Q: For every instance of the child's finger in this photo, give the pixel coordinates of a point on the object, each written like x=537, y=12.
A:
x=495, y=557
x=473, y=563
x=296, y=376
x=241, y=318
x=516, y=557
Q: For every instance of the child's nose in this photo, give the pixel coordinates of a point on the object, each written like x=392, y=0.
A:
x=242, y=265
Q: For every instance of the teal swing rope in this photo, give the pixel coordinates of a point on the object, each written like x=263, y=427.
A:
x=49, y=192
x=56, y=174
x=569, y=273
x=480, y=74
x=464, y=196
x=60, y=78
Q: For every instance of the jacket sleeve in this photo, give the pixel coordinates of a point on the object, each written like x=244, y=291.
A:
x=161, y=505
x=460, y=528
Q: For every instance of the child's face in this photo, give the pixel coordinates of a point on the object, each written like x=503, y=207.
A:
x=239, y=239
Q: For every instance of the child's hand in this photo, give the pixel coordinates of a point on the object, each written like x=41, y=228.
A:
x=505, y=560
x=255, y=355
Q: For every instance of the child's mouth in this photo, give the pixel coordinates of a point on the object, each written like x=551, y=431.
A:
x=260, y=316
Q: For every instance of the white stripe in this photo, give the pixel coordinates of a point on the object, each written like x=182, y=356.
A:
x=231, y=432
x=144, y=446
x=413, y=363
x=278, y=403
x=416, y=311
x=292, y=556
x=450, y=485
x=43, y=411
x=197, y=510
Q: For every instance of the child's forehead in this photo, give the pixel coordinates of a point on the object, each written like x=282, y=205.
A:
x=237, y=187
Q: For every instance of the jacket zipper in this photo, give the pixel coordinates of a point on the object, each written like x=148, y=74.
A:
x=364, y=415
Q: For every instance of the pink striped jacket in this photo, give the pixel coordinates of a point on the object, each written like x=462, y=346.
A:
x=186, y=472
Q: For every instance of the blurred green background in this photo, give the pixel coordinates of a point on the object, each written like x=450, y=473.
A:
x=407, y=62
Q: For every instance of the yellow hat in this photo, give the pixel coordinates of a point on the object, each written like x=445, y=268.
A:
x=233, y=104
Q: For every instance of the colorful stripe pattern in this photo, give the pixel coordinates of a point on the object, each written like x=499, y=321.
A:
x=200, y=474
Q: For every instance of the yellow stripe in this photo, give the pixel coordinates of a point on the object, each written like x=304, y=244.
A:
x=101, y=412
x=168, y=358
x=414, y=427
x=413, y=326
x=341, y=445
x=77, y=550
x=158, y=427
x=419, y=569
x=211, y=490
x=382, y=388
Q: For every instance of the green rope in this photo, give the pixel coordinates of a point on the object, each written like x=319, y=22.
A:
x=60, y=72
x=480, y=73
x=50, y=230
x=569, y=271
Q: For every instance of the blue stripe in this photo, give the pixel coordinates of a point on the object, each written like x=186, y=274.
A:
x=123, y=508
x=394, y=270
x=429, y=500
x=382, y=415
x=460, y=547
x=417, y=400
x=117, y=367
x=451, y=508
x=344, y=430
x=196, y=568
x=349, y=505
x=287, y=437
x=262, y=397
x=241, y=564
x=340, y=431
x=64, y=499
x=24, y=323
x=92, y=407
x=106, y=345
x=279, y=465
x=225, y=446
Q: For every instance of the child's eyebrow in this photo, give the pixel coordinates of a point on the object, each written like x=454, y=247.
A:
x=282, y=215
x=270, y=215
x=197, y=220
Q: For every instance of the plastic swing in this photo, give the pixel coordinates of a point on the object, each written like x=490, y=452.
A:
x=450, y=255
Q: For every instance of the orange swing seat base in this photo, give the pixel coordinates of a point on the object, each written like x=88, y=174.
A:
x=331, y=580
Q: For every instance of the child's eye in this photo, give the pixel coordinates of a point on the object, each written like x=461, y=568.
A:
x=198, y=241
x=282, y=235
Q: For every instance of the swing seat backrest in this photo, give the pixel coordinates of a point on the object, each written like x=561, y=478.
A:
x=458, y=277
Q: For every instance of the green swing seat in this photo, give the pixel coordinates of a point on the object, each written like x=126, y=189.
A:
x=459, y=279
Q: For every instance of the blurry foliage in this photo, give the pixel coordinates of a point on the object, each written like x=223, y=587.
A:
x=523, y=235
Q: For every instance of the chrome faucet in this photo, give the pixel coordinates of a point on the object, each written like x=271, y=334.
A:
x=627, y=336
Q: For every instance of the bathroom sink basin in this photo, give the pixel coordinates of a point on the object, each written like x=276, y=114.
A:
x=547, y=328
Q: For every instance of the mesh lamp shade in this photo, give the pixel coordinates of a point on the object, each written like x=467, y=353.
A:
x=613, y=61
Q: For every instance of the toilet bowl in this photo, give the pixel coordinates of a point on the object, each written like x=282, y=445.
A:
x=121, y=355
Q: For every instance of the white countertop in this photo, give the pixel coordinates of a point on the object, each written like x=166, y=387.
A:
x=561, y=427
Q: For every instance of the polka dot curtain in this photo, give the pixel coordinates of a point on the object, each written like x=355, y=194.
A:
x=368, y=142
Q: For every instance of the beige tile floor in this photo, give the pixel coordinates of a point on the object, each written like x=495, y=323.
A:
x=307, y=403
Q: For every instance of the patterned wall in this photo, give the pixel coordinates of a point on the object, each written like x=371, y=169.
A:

- Directions -
Across the entries above, how many lines contain "yellow"? Provide only the count.

- Written response -
2